Imagine fleeing and fearing torture as a gay man in your home country of Guyana, where homosexuality is a crime carrying a sentence of life imprisonment. While detained by the U.S. Department of Homeland Security (DHS) for more than six years in ten jails, you seek protection under the United Nations Convention against Torture before the Executive Office for Immigration Review (EOIR or immigration court). You face an aggressive DHS trial attorney and skeptical immigration judge (IJ) who has the distinction of holding one of the lowest approval ratings of all such judges in the area of asylum. This IJ denies your claim for a variety of reasons and the Board of Immigration Appeals (BIA) affirms the denial. On appeal however, in a precedential decision issued by Judge Guido Calabresi, the Second Circuit Court of Appeals rescues you from imminent removal to feared torture by holding that “the IJ’s seeming bias against the petitioner and reliance on unfounded assumptions about homosexuals deprived the petitioner of his right to a fair hearing.” Ali v Mukasey, 529 F.3d 478 (2d Cir. 2008).
====================
» **THE EXERCISE**
Extend the passage on the Ali v. Mukasey decision, starting after its final sentence. The records that come next are separate material and have no connection to the passage on the Ali v. Mukasey decision.
====================
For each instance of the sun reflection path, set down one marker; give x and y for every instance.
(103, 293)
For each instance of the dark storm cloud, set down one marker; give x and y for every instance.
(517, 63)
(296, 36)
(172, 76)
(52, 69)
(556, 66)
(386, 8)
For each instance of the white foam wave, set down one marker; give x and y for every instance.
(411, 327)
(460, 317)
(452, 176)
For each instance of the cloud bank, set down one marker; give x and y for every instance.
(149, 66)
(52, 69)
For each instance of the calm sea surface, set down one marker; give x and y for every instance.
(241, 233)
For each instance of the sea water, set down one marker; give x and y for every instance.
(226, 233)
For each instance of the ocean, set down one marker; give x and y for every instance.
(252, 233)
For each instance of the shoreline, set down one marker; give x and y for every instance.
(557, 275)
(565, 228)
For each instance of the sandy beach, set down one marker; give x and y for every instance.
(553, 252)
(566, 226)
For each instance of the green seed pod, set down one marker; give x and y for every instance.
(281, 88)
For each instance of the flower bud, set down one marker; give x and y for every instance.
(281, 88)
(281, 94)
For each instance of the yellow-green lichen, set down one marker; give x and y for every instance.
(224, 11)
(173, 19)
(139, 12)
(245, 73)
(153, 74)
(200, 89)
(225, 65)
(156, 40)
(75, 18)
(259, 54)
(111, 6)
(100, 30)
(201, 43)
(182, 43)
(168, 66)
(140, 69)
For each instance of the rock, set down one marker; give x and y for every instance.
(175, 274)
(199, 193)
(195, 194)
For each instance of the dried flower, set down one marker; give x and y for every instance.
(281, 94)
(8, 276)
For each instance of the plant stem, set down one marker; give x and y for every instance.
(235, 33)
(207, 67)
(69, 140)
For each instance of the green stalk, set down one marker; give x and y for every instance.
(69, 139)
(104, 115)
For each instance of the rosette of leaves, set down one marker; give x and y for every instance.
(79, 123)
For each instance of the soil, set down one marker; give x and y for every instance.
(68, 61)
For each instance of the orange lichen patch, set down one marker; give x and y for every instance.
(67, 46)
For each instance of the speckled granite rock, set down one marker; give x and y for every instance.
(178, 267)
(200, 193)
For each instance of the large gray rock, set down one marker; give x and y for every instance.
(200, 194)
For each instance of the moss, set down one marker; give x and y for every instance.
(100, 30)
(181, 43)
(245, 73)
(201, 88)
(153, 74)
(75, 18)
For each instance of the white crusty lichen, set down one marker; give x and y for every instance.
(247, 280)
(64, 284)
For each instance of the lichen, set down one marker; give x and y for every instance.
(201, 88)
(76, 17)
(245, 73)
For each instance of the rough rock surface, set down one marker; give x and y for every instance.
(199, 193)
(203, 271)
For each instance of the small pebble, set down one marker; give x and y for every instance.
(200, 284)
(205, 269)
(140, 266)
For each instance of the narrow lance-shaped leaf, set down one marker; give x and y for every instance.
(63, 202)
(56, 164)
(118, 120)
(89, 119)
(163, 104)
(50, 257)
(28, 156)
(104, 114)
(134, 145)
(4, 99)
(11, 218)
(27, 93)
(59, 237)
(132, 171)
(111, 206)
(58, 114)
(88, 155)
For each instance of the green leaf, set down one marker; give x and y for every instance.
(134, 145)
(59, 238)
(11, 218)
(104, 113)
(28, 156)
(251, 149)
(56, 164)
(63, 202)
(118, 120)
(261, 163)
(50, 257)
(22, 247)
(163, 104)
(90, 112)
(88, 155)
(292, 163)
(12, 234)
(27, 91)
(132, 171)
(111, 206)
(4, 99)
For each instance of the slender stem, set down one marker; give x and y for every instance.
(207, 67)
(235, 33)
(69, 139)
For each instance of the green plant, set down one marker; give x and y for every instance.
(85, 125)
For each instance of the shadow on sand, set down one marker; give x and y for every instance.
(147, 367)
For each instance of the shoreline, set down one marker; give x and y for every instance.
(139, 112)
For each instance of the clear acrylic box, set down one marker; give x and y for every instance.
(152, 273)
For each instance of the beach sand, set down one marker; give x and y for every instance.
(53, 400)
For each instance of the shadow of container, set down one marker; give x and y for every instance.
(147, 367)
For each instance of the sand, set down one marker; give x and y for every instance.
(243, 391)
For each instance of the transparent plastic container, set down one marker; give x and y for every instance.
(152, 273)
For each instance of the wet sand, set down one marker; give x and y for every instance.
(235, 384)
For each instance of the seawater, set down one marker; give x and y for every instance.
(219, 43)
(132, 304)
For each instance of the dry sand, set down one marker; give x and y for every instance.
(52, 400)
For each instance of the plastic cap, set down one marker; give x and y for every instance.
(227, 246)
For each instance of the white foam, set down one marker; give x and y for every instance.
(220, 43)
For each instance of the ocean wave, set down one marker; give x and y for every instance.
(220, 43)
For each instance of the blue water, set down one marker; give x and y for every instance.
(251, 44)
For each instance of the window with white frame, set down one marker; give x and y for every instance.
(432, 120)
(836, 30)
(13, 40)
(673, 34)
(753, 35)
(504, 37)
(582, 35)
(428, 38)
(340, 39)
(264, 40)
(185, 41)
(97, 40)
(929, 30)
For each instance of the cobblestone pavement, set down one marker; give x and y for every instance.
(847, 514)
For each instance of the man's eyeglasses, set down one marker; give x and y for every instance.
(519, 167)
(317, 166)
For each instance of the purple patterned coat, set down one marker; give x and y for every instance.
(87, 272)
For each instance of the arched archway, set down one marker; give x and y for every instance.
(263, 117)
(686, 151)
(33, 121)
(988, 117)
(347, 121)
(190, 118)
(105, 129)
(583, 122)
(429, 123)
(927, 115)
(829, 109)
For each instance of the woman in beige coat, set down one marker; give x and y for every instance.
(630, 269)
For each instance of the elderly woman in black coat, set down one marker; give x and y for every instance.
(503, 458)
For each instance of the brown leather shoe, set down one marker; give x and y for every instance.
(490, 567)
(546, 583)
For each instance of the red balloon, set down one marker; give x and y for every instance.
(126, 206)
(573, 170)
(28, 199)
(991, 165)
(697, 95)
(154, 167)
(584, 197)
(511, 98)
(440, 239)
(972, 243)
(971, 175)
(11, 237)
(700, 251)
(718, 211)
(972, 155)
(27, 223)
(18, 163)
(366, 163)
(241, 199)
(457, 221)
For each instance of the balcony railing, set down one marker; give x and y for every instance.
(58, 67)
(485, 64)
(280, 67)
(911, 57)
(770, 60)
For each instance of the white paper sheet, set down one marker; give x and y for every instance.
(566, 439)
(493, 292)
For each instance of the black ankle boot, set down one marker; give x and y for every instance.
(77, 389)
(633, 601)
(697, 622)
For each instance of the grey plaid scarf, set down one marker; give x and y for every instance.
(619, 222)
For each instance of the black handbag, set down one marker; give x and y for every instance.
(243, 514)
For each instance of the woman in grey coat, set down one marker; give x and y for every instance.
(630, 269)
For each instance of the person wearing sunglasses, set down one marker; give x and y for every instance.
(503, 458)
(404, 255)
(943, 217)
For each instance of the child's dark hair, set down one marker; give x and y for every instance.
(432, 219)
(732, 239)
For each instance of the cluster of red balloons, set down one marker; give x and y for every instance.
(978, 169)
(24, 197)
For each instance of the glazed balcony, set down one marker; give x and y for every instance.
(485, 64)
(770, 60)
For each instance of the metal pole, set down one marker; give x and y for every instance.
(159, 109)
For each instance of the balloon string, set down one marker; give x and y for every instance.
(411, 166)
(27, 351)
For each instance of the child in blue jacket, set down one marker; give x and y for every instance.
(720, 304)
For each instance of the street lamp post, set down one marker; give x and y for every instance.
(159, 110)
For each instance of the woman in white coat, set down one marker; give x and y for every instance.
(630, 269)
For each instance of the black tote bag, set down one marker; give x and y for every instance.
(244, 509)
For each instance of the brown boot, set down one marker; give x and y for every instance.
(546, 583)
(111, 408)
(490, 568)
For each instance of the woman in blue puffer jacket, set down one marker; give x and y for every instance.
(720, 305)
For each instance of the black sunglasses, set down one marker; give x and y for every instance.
====================
» **WRITTEN ANSWER**
According to the Second Circuit, the IJ’s homophobic stereotypes included that you would not be perceived as a homosexual absent a partner or cooperating person and that you were incapable of developing a strong or close homosexual relationship in the United States or Guyana in part because “you are not particularly communicative or articulate and skilled and mature in the way you express yourself and show your feelings.” Id. The Second Circuit remands your case to a different IJ, and you now face yet another round of these administrative proceedings.
This is the Kafkaesque odyssey of Peter Conrad Ali, represented pro bono by the Legal Aid Society of New York and my law firm. The years of immigration proceedings to remove Ali from the United States are in many ways an illustrative case study of the structural and procedural challenges for EOIR that the Obama administration can help ameliorate.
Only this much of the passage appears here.